== WHAT IS BEING ASKED ==
Return every line of the records below word for word, changing nothing.

** START OF DATASET EXTRACT **

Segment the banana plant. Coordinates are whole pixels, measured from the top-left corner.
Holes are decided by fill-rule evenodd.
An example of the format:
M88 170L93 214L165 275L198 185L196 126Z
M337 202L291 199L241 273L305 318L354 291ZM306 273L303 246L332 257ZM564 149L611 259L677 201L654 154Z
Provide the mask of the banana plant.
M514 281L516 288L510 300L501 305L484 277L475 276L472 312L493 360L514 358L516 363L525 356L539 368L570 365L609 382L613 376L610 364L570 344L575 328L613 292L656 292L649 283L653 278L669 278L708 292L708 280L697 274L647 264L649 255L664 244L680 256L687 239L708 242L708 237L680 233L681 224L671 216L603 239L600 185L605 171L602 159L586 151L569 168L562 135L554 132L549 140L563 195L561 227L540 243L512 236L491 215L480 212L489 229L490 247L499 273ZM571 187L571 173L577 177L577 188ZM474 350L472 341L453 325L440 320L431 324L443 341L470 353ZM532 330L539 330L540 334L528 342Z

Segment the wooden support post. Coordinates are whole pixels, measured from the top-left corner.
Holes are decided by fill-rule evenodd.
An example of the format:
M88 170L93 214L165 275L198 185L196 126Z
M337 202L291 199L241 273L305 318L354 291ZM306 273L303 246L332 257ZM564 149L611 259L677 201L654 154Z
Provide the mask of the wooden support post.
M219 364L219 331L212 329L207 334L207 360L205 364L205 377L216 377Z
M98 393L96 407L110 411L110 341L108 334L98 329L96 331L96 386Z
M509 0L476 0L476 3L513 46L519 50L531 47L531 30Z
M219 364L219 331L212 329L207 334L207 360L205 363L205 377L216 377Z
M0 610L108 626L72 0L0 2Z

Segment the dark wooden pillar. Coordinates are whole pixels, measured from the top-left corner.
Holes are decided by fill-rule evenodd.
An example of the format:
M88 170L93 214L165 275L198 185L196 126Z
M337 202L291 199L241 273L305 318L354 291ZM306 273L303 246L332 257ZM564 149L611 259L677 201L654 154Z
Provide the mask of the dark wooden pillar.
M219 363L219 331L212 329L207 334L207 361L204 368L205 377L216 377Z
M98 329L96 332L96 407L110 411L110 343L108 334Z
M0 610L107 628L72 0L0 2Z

** END OF DATASET EXTRACT **

== EXERCISE RESULT ==
Segment the banana plant. Coordinates are whole pixels, measured from the top-left corner.
Holes are decided by fill-rule evenodd.
An example of the format:
M88 170L93 214L165 275L198 185L196 126Z
M337 202L291 199L241 273L305 318L354 291ZM306 273L303 246L332 257ZM564 149L611 259L677 201L654 154Z
Provide the mask of the banana plant.
M514 281L516 288L510 300L501 305L484 277L475 276L472 312L493 360L514 358L516 363L525 356L539 368L570 365L609 382L613 376L610 364L570 344L575 328L613 292L656 292L649 283L653 278L669 278L708 292L708 280L697 274L647 264L649 255L664 244L680 256L687 239L708 242L708 237L680 233L681 224L671 216L603 239L600 185L605 171L602 159L586 151L569 168L562 135L554 132L549 140L563 195L561 227L540 243L512 236L491 215L480 212L489 229L490 247L499 273ZM571 187L571 173L577 177L577 188ZM474 350L472 341L453 325L440 320L431 324L443 341L470 353ZM532 330L539 330L540 334L528 342Z

Segment the wooden support post. Coordinates are whole pixels, measured from the top-left corner.
Holes are decided by fill-rule evenodd.
An example of the format:
M88 170L93 214L165 275L198 185L196 126Z
M337 202L291 199L241 273L305 318L354 291ZM306 273L303 246L332 257ZM564 149L611 259L677 201L654 154Z
Provide the mask of the wooden support post.
M219 364L219 331L212 329L207 334L207 360L205 364L205 377L216 377Z
M98 393L96 407L110 411L110 341L108 334L98 329L96 331L96 386Z
M509 0L476 0L476 3L513 46L519 50L531 47L531 30Z
M219 364L219 331L212 329L207 334L207 360L205 363L205 377L216 377Z
M0 610L108 626L72 0L0 2Z

Segment the dark wooden pillar. Coordinates are whole pixels, measured from the top-left corner.
Holes are decided by fill-rule evenodd.
An example of the format:
M88 170L93 214L165 275L198 185L196 126Z
M337 202L291 199L241 273L305 318L354 291ZM306 273L303 246L332 257ZM564 149L611 259L677 201L654 154Z
Provide the mask of the dark wooden pillar.
M219 363L219 331L212 329L207 334L207 361L204 368L205 377L216 377Z
M98 329L96 332L96 407L110 411L110 343L108 334Z
M0 610L107 628L72 0L0 2Z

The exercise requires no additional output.